[Record excerpts]
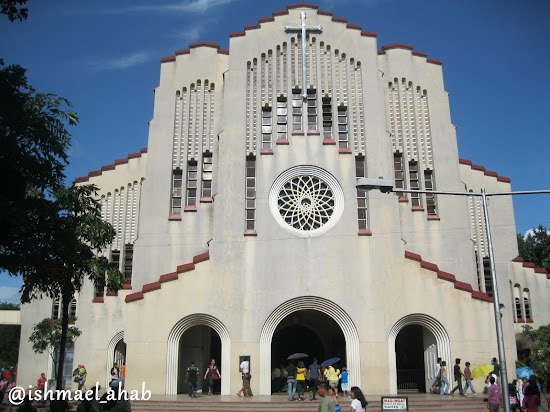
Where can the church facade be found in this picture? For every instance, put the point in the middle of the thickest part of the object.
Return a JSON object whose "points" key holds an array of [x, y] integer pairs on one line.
{"points": [[241, 232]]}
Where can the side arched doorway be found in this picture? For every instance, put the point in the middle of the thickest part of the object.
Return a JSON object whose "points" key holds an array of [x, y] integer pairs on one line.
{"points": [[312, 310], [414, 344], [193, 338]]}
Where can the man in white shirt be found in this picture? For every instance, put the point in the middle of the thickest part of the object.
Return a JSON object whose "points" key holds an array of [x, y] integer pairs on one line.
{"points": [[245, 372]]}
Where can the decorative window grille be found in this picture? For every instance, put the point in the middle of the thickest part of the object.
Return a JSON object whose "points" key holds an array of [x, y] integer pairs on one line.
{"points": [[312, 109], [296, 109], [207, 170], [250, 218], [282, 118], [177, 187], [72, 308], [398, 173], [128, 259], [429, 184], [362, 217], [56, 309], [327, 118], [267, 128], [414, 183], [191, 184], [343, 135]]}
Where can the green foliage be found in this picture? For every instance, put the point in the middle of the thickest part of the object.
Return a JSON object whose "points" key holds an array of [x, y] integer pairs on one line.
{"points": [[46, 335], [13, 11], [9, 306], [9, 344], [33, 154], [536, 247], [539, 356]]}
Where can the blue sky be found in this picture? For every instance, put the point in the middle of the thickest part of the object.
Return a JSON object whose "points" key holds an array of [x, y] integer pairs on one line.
{"points": [[103, 55]]}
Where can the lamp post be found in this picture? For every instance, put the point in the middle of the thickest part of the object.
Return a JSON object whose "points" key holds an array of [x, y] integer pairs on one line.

[The request] Output an exact copy of the material, with the pictures removed.

[The answer]
Where can the church facade be found in this picture? For every instance, put the point in the middle of the thickest part of the object.
Return a JSON object whose "points" key holds an array of [x, y] integer pairs on one line.
{"points": [[241, 232]]}
Where can the side arched doorway be found in this picture? For every instance, put the point in the middle of the thickest part of the object.
Return a JSON object whose "points" key holds an array of [x, y] integer pairs on one line.
{"points": [[312, 310], [414, 344], [193, 338]]}
Where can the man in white shirt be found in this picture? For every instance, put the point in the middle of the thickest part of the object.
Return a JSON object whose "points" key holds an array of [x, y] integer pairs on one line.
{"points": [[245, 372]]}
Where can the decorative window grille be found in this picture? For every instance, put the point in the middle of the thickest part of the object.
Return a JSON object whose "points" key holds an array of [x, y] integer pairs on one line.
{"points": [[312, 109], [296, 109], [207, 170], [250, 218], [282, 118], [177, 187], [72, 308], [398, 173], [128, 259], [429, 184], [362, 217], [56, 309], [327, 118], [267, 128], [414, 183], [191, 184], [343, 135]]}
Where can the green foliage be found in this picture? For every instance, put the point in the middle of the thickest part of the object.
Return a JSON object whose "points" key holds an array of [x, y] integer pairs on one line.
{"points": [[46, 335], [13, 11], [9, 306], [9, 344], [33, 154], [536, 247], [539, 356]]}
Where can the blue sky be found in this picture? For every instance, put the point in the middle of the thickest part of the object.
Return a JSON object whose "points" key holds an array of [x, y] integer pairs on one line.
{"points": [[103, 55]]}
Where can the lamp post be found in this picture? For every instance, put the point in the middle of the thickest part of the object.
Return a JSON object whose "points" key holds an array of [x, y] integer pairs on one line.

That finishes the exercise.